EXERCISE GOAL: Word for word, return each entry that follows, with every image removed.

EXERCISE DATA:
● ● ●
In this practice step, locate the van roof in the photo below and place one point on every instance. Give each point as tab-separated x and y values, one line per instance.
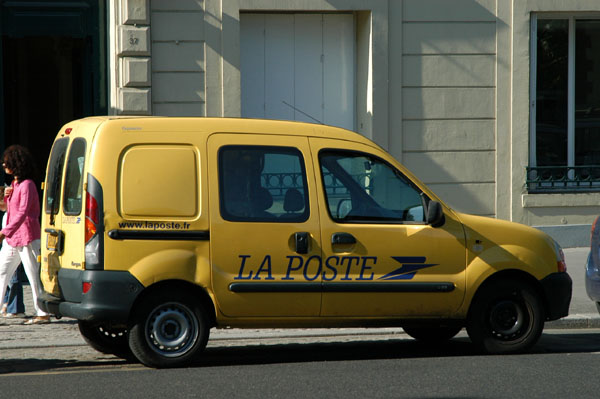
226	125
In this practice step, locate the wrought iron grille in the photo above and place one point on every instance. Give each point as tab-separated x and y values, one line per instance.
556	179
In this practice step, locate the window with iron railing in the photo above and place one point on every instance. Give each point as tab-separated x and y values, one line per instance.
565	104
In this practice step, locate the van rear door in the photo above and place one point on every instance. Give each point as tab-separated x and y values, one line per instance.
63	236
52	236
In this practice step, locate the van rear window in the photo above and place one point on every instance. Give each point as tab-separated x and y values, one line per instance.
74	178
53	179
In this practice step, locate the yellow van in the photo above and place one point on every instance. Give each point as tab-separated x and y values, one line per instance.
157	229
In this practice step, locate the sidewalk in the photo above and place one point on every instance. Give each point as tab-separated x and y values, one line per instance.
64	332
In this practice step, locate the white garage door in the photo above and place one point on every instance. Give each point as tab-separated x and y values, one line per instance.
299	67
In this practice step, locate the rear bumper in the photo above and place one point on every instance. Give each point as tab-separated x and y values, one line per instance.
110	297
558	290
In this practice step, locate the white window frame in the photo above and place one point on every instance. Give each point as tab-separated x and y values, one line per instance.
570	85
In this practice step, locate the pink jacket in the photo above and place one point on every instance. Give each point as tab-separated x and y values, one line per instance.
23	207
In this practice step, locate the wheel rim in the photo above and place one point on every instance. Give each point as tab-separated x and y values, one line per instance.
507	319
171	329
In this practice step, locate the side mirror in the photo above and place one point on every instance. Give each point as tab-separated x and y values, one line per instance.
435	214
344	208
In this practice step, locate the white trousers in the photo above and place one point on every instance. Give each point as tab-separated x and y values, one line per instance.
10	257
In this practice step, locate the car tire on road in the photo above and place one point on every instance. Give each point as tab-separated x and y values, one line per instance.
168	330
432	334
506	316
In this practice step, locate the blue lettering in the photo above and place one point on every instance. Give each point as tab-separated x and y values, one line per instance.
240	274
318	273
350	259
330	267
365	267
265	267
291	267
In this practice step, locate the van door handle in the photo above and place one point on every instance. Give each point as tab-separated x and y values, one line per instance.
301	239
342	238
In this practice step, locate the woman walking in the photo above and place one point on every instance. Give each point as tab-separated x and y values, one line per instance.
22	230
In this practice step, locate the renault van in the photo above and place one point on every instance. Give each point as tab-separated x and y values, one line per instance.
157	229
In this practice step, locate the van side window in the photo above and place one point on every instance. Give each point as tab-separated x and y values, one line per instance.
262	184
54	177
74	178
363	188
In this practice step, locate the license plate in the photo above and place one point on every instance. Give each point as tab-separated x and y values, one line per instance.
52	242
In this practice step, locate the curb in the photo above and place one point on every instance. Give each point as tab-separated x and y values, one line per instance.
580	321
588	320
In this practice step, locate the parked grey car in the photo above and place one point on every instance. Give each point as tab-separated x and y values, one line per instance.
592	268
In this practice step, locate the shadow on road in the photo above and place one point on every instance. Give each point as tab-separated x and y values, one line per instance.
236	355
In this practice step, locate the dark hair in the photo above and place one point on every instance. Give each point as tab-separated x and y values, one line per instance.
20	161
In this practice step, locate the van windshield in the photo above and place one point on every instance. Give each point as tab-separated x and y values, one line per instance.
53	178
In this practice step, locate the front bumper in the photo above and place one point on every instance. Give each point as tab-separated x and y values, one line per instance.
110	297
558	289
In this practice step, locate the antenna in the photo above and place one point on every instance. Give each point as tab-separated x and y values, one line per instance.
302	112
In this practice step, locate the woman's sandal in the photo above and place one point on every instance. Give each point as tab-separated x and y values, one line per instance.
38	320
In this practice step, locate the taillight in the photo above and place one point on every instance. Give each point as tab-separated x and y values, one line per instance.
91	216
94	225
86	287
562	265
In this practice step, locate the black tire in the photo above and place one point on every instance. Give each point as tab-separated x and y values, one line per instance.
432	334
112	341
507	316
168	330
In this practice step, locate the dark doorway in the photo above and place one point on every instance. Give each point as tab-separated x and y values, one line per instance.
43	89
52	70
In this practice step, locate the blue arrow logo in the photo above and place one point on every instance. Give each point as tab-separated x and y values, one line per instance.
410	266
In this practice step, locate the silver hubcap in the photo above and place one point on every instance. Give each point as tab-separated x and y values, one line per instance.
172	329
506	318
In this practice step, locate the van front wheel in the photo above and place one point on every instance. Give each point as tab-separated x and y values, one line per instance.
506	317
168	330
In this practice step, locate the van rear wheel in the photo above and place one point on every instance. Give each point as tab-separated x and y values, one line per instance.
168	330
104	339
506	317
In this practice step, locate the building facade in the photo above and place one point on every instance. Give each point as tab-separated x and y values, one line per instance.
494	104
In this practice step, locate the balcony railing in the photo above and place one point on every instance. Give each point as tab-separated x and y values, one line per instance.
563	179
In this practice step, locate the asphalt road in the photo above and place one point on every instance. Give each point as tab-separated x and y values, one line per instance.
53	361
563	364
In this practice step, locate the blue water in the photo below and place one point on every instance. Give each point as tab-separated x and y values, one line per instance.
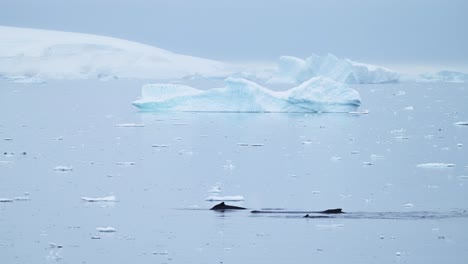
365	164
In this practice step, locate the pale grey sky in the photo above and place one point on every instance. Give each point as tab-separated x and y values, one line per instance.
391	31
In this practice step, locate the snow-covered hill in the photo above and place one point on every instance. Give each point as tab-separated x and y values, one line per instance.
33	53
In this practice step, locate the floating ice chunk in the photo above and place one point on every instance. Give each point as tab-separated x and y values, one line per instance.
330	226
365	112
241	95
295	70
22	198
99	199
445	76
107	229
129	125
215	189
436	165
125	163
236	198
63	168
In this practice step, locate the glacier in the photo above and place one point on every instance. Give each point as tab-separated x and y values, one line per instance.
296	70
34	55
318	94
445	76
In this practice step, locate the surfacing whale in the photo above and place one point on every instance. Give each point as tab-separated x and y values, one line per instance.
222	207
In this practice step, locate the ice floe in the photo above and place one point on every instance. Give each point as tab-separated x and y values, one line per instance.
241	95
107	229
235	198
63	168
129	125
99	199
436	165
295	70
445	76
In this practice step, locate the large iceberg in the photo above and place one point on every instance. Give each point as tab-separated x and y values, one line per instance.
32	54
296	70
445	76
240	95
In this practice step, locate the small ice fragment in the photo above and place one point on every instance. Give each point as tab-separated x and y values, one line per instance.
409	108
330	226
106	229
160	146
99	199
63	168
335	158
53	245
376	157
398	131
125	163
236	198
215	189
365	112
129	125
22	198
435	165
402	137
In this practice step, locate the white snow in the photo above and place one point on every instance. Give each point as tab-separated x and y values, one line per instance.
31	55
435	165
129	125
241	95
445	76
236	198
99	199
63	168
295	70
107	229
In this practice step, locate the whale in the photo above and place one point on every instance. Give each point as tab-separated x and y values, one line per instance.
328	211
222	207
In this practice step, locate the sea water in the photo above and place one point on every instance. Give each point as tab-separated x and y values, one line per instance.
68	147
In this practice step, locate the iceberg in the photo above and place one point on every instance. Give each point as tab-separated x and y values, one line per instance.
33	55
295	70
445	76
240	95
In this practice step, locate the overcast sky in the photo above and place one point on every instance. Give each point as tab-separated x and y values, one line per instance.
392	31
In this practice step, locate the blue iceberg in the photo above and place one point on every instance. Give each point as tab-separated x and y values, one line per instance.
240	95
296	70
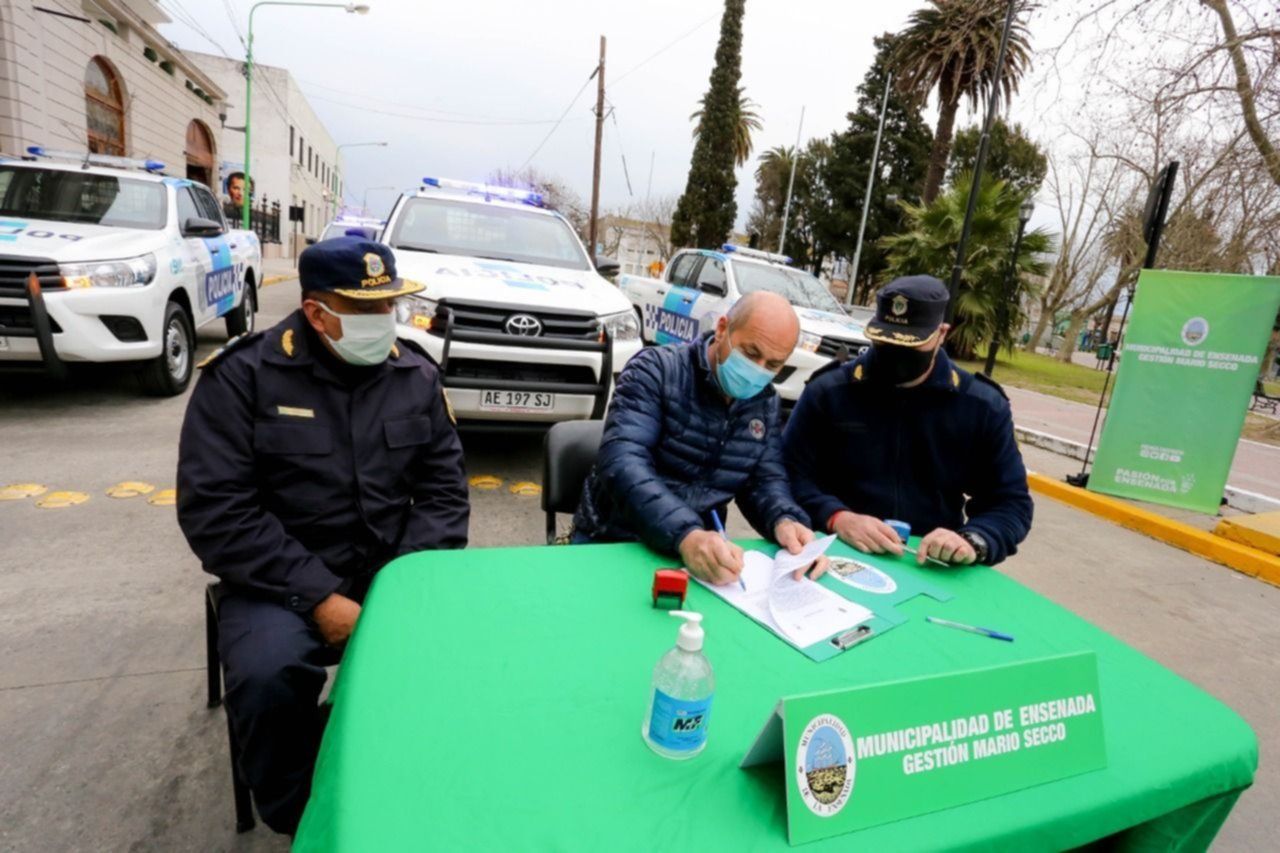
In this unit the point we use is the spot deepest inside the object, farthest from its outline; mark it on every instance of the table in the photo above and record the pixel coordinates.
(493, 699)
● ● ●
ANSWER:
In this practice step, locate the van roof in the photo below and place one point on every instance. Give each point as tab-separated x and y values, one line per instance.
226	125
In this practice step, locate the wrought iron grille in the photo above and place one point on every instance. Give each point as tab-separated x and y values, one line per instance.
556	179
In this practice step, locate the window with iron railing in the photo above and place one point on every instance. Give each point as tab-separated x and y values, one line per instance.
565	104
In this practice step, locate the van rear door in the photo above and place one point on every instance. Give each point as tab-separated x and y values, one line per instance.
63	236
52	236
In this practice step, locate the van rear window in the photo above and place one point on every instance. Give each point as tab-separated x and y values, one line per instance.
74	178
53	179
In this practice step, locate the yellow van in the photo above and place one point on every instance. Give each point as tab-separated x and y values, one line per instance.
157	229
In this practice step, locate the sidewalk in the photo above and place one point on every instance. Give each point as tab-separated x and y values, one line per instance.
64	332
In this practice step, locate the white garage door in the photo above and place one point on every instance. Give each point as tab-separated x and y values, one line per instance.
299	67
In this practice step, locate the rear bumper in the photo above and place one point on every instance. Give each point as tab-separated x and y values, one line per instance.
110	297
558	290
In this practice step, locate the white window frame in the photo above and place one point on every instance. Give each point as tab-separated x and y values, one line per instance.
570	85
In this practice step, locate the pink jacket in the photo above and place one point on every instance. Give each point as tab-separated x and y values, one line per instance.
23	207
In this practice step, locate the wheel rim in the photo above and place one point on every instance. Give each point as tab-separated x and y values, one line per instance.
507	319
171	329
In this practice step, locate the side mirror in the photo above and place one point on every instance. Give each point as tab-separated x and y values, one line per instance.
435	214
344	208
In this practice step, locate the white trousers in the photo above and place one point on every instance. Give each point as tab-separated x and y values, one line per instance.
10	257
In this practice step, locate the car tire on road in the photo above and place one point on every instance. Give each point as tab-separated x and y values, one line per instance.
168	330
432	334
506	316
In this practice step, locate the blue lettering in the photo above and place one point on every instance. Give each point as tab-separated x and y values, one line per instance.
240	274
318	273
350	259
330	267
365	267
265	267
291	267
In this practice step, locate the van door handle in the photo above and place one point on every instance. Give each point as tab-separated x and y values, one line per instance.
301	239
342	238
In this practice step, locate the woman walking in the photo above and place one point on every instance. Give each point as tab-separated x and y values, one line per instance.
22	230
In this practice step, locate the renault van in the photo above and place one point on every instance. Give each point as tab-separated x and y values, one line per instance.
157	229
In this practice step, locate the van side window in the photo above and place one point on every instance. Give each point as tab-separated x and y values, one line per instance.
262	184
54	177
74	178
363	188
In this practice step, locate the license plate in the photo above and place one point on every instance. Give each point as tab-separated x and y values, one line per instance.
52	242
In this practice step, locate the curb in the photo above and place one point on every instance. Give each point as tab-separated x and y values, one line per instance.
580	321
588	320
In this practice step, locate the parked grey car in the photo above and place one point on every instance. Give each point as tab-separated x and y values, one line per instance.
592	268
In this practice step, locate the shadow on road in the photo above and place one point on every instance. Give each point as tab-separated x and y values, one line per instance.
236	355
In this practice step, locate the dark hair in the photo above and place one point on every instance. Give each point as tab-separated x and y values, one line per instance.
20	161
In this practice step, locate the van windshield in the photo above and place one point on every instance. Give each point as tab-separated x and y values, one line per instance.
53	178
In this practice step, locate the front bumper in the photo above and place one point on every instance. Give each point as tab-separated x and y values, one line per instance.
110	297
558	289
In this practice step, locate the antenna in the photo above and place one point on every instance. Give each point as tab-separated x and y values, one line per instance.
302	112
In this practice step, locate the woman's sandal in the photo above and place one point on every instance. Give each point as tab-separated x and y values, one line per instance.
38	320
In this practice step, locate the taillight in the photo above and place one point on every instance. Give each point as tab-separated x and y values, one line per instance.
91	216
94	225
86	287
562	265
In this practice step, locate the black tire in the photo above and place one point on every instance. Give each point as tab-separated x and y values, one line per instance.
432	334
112	341
507	316
168	330
In this practice step, locate the dark doorway in the photo above and place one point on every instance. Give each point as tab-separated x and y values, one line per instance.
43	89
52	70
In this practice step, locate the blue arrow logo in the photo above and place one point on every instance. Give each point as tab-separated x and y values, one line per instance.
410	266
In this practice step, locate the silver hubcap in the photo above and place one point on every instance. Give each point as tab-separated x and y values, one line per instance.
172	329
506	318
In this practice step, locate the van front wheel in the photo above and place one point on every instance. Give each point as tab-separated x and y values, one line per instance.
506	317
168	330
In this practice step, locate the van rear wheel in the photo above and place one point on every instance. Give each point as tab-separated x and y values, one line per instance.
168	330
104	339
506	317
In this practice step, locate the building facade in the photo above and place one point on every instance. Give each point as tab-separated x and y values, one line per instance.
494	104
In this practice step, locate the balcony railing in the photo above and place one point on every instance. Give each point as tab-separated x and y values, one line per instance.
563	179
In this practice step, locate the asphalt road in the photo above and place one point on every instance. Give each point as tab-separated x and y values, one line per instance.
53	361
563	364
In this practice step, locate the blue water in the photo below and place one point on every instance. Give each point as tab-separated x and y values, one line per instance.
365	164
In this practice step, locate the pale grey sky in the photo above and place one point on every instance. Give each point as tab-separated x and y values, one line per instance.
391	31
In this practice step, locate the snow-covered hill in the photo above and place one point on every instance. Give each point as tab-separated x and y values, one line per instance.
33	53
In this practice step, locate the floating ice chunk in the photo above and place one point on every instance. Give each point as tab-separated x and y values, one line per instance.
330	226
365	112
241	95
295	70
22	198
99	199
445	76
107	229
129	125
215	189
436	165
125	163
236	198
63	168
In this practice step, locate the glacier in the photo above and place one point on every instance. Give each point as tab-separated x and y values, one line per instance.
296	70
34	55
318	94
445	76
In this practice step, locate the surfacing whale in the photo above and place one point on every instance. Give each point as tab-separated x and y values, one line per instance.
222	207
In this practice step, locate the ice floe in the photo above and place one point on every instance. Give each point as tab-separated x and y values, one line per instance.
241	95
107	229
235	198
63	168
129	125
99	199
436	165
295	70
445	76
In this practice step, locate the large iceberg in the photo above and place one point on every instance. Give each point as tab-separated x and y values, one line per instance.
32	54
296	70
445	76
240	95
In this practice step, locate the small ice fragment in the photo above and place one point on every instance. Give each point as tab-separated x and y values, one line per instance.
409	108
330	226
106	229
160	146
99	199
63	168
335	158
53	245
376	157
398	131
125	163
236	198
215	189
365	112
129	125
22	198
435	165
402	137
In this practice step, locate the white snow in the photo above and place one point on every instance. Give each point as tab-separated x and y values, one line per instance.
31	55
435	165
129	125
241	95
445	76
236	198
99	199
63	168
295	70
107	229
In this practice step, locate the whale in the photo above and place one point on every instance. Give each point as tab-separated x and y values, one line per instance.
328	211
222	207
In this practice step, locate the sea water in the photo above and place one point on every instance. Give each point as tab-separated x and y values, one line per instance.
68	147
In this practice step, locate the iceberg in the photo above and place one point on every instance. Give each point as tab-separated x and y values, one line per instance.
33	55
295	70
445	76
240	95
In this practice step, locate the overcast sky in the photo above and place one point on every instance. Give each point as tab-separated x and y values, one line per instance.
392	31
In this practice step, locate the blue iceberg in the photo above and place one point on every instance. Give each point as tab-separated x and y values, one line per instance.
240	95
296	70
In this unit the point we use is the spot deepest inside the object, farthest from its outline; mark it on every instance of the table in the photo above and record the pixel coordinates.
(493, 699)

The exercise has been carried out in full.